→ Data in this exercise:
----

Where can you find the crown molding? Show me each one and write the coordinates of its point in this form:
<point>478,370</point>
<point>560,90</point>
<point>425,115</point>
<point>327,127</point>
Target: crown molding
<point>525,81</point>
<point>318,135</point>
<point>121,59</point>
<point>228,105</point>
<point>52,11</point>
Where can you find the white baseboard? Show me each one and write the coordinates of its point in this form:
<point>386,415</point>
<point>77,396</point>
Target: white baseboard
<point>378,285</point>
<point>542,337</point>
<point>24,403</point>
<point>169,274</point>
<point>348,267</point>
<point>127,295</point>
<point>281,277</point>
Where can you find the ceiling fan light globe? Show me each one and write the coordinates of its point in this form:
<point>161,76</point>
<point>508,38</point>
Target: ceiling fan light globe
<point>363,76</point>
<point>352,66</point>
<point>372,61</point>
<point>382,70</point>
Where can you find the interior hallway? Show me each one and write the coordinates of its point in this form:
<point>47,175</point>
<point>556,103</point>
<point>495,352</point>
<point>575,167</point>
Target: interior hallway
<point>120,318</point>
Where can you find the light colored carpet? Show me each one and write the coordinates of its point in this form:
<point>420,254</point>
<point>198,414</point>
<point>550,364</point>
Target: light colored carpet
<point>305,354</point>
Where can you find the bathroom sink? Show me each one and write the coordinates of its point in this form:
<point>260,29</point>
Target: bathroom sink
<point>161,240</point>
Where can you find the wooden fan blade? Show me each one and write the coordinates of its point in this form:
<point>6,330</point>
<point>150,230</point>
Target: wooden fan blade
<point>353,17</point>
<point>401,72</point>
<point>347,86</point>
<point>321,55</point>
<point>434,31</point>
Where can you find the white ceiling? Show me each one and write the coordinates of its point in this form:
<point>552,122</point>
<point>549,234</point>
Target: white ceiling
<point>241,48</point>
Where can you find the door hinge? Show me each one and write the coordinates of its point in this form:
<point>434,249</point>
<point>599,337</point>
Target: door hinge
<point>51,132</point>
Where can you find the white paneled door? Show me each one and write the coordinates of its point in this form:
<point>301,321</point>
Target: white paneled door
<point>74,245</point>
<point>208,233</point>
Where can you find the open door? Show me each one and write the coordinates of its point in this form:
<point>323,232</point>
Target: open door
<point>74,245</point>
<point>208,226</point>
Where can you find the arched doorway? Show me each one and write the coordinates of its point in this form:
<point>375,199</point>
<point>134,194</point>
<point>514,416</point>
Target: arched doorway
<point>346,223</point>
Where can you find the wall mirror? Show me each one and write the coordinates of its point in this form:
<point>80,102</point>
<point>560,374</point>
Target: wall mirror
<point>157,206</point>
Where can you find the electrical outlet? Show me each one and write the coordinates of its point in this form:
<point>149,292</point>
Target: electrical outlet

----

→ Work instructions:
Bring together each line above where the string "outlet" turns up.

→ Response box:
Where can you find the electrical outlet? Show me each one and write the coordinates of its point in this form:
Target: electrical outlet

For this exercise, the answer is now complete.